● WORK REQUIRED
Convert the records below into a Markdown table with the columns Row and Line, starting at the line that contains "Annotation guideline: for every instance of the sky, put" and ending at the last line of the records. Leave out blank lines.

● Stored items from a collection

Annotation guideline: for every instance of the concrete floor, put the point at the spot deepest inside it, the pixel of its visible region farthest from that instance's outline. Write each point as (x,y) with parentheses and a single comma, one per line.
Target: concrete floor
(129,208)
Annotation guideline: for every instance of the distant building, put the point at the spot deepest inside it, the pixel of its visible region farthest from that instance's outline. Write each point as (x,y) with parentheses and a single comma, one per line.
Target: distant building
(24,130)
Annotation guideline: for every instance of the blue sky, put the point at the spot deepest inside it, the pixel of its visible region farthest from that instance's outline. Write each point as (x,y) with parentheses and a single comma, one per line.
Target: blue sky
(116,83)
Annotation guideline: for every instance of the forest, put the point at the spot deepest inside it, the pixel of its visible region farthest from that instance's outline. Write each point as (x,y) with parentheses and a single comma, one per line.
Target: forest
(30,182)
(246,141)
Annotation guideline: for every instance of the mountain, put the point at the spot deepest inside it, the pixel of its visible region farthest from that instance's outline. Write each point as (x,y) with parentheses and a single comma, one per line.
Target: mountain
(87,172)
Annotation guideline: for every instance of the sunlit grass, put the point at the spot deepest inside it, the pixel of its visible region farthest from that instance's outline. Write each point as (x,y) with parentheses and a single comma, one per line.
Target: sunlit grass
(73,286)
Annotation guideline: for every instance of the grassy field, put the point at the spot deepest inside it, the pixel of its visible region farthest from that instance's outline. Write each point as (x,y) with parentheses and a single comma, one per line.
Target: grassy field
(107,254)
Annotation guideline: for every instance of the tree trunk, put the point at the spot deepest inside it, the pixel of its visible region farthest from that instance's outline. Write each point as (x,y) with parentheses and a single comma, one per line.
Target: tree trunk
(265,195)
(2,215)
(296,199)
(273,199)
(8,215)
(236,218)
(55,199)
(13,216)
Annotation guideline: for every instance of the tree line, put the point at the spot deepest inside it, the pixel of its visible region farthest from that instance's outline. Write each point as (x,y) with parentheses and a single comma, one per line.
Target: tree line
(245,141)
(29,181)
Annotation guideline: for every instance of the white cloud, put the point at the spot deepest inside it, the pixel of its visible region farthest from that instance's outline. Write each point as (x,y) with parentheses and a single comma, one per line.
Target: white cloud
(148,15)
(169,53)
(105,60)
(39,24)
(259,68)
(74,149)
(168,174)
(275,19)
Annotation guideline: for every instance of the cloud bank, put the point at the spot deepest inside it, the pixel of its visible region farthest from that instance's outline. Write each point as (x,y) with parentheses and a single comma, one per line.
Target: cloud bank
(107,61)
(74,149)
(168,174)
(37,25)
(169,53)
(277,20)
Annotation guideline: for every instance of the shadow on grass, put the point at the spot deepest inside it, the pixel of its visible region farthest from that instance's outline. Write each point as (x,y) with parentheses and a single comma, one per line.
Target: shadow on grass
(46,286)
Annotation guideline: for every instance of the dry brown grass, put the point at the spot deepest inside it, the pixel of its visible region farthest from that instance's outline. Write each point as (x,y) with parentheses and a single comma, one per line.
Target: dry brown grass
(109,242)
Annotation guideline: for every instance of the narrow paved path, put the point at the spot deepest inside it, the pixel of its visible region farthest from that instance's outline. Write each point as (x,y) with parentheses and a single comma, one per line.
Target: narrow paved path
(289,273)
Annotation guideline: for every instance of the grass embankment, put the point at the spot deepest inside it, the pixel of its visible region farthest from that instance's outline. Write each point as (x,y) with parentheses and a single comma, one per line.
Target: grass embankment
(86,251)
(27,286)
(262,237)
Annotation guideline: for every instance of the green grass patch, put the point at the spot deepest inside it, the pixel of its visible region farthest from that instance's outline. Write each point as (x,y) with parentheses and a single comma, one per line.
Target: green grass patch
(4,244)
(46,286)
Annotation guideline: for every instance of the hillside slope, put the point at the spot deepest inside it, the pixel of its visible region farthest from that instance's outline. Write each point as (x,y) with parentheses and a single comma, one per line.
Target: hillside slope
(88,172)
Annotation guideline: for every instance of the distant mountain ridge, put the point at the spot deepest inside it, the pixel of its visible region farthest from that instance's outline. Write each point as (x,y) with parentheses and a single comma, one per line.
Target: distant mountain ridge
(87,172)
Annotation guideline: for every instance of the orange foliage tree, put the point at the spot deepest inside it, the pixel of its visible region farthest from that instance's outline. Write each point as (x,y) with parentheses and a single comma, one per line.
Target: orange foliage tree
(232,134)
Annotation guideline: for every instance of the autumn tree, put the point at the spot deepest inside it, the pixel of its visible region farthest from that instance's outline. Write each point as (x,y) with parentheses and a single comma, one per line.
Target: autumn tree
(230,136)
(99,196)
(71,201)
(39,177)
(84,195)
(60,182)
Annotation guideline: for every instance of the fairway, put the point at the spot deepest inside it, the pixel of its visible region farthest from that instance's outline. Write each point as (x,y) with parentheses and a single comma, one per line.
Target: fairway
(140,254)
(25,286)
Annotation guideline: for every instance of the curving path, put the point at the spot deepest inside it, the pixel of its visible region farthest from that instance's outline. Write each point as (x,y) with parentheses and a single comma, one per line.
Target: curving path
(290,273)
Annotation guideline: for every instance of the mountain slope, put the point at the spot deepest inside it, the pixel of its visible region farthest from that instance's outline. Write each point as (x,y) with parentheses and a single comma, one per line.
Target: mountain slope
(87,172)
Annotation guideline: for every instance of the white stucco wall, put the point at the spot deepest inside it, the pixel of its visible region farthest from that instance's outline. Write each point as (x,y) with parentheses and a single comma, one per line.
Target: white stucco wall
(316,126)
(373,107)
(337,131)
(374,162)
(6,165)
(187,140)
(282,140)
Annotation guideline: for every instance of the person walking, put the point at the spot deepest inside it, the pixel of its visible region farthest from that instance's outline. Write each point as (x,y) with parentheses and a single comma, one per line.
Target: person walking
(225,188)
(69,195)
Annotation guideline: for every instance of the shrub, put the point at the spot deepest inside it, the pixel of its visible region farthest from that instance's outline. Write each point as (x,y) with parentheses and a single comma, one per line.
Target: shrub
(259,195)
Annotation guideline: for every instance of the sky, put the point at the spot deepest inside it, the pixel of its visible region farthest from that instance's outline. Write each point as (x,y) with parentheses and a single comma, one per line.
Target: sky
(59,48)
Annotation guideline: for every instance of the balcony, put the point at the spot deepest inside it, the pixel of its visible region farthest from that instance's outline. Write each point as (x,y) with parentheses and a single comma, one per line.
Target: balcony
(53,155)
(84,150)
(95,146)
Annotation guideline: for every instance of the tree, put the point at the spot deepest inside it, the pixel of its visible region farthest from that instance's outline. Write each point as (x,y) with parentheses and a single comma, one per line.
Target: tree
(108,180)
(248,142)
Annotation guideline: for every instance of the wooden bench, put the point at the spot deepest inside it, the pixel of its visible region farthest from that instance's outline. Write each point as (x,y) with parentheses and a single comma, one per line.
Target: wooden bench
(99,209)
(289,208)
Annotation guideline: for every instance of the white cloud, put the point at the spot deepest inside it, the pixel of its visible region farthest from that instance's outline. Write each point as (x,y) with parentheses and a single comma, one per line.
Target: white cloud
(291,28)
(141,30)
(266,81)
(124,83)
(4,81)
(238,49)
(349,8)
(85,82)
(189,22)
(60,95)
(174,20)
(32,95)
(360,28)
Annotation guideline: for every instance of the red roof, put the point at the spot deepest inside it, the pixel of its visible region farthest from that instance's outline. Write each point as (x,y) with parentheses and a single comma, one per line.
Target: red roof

● FULL ANSWER
| Row | Line |
|---|---|
| 1 | Annotation guideline: for every instance of the sky, put the point at the spot deepest inside it, the pixel of its visible region farthest from that instance's outline. Write each point as (x,y) with parentheses and a single comma, one per line. |
| 2 | Target: sky |
| 3 | (59,48) |
| 4 | Annotation guideline: for every instance of the balcony, put the point at the spot deepest inside it, the pixel of its visible region farthest from that instance's outline. Write each point as (x,y) with parentheses and a single comma, one per line. |
| 5 | Target: balcony |
| 6 | (53,155) |
| 7 | (84,150) |
| 8 | (95,146) |
| 9 | Annotation guideline: for every instance of the tree, put the point at the spot deepest inside it, the pixel of its visible region farthest from that instance's outline. Write each point as (x,y) with parentheses and a single comma, one per line. |
| 10 | Target: tree |
| 11 | (108,180) |
| 12 | (248,142) |
| 13 | Annotation guideline: for every instance of the wooden bench, put the point at the spot deepest inside it, the pixel of its visible region farthest from that instance's outline. Write each point as (x,y) with parentheses and a single comma, one per line. |
| 14 | Target: wooden bench |
| 15 | (99,209) |
| 16 | (289,208) |
| 17 | Annotation guideline: for every instance of the white cloud, put the point at the spot deepest inside it, the pixel of its visible region farthest from that instance's outline. Write each point as (x,y) with parentheses and a single comma, one per line. |
| 18 | Target: white cloud |
| 19 | (291,28) |
| 20 | (141,30) |
| 21 | (266,81) |
| 22 | (124,83) |
| 23 | (4,81) |
| 24 | (238,49) |
| 25 | (349,8) |
| 26 | (85,82) |
| 27 | (189,22) |
| 28 | (60,95) |
| 29 | (174,20) |
| 30 | (32,95) |
| 31 | (360,28) |
| 32 | Annotation guideline: for every instance of the red roof, put the point at the spot deepest inside it, the pixel of its visible region farthest from that instance's outline. Write each point as (x,y) with parentheses and a single comma, one per line. |
| 33 | Target: red roof |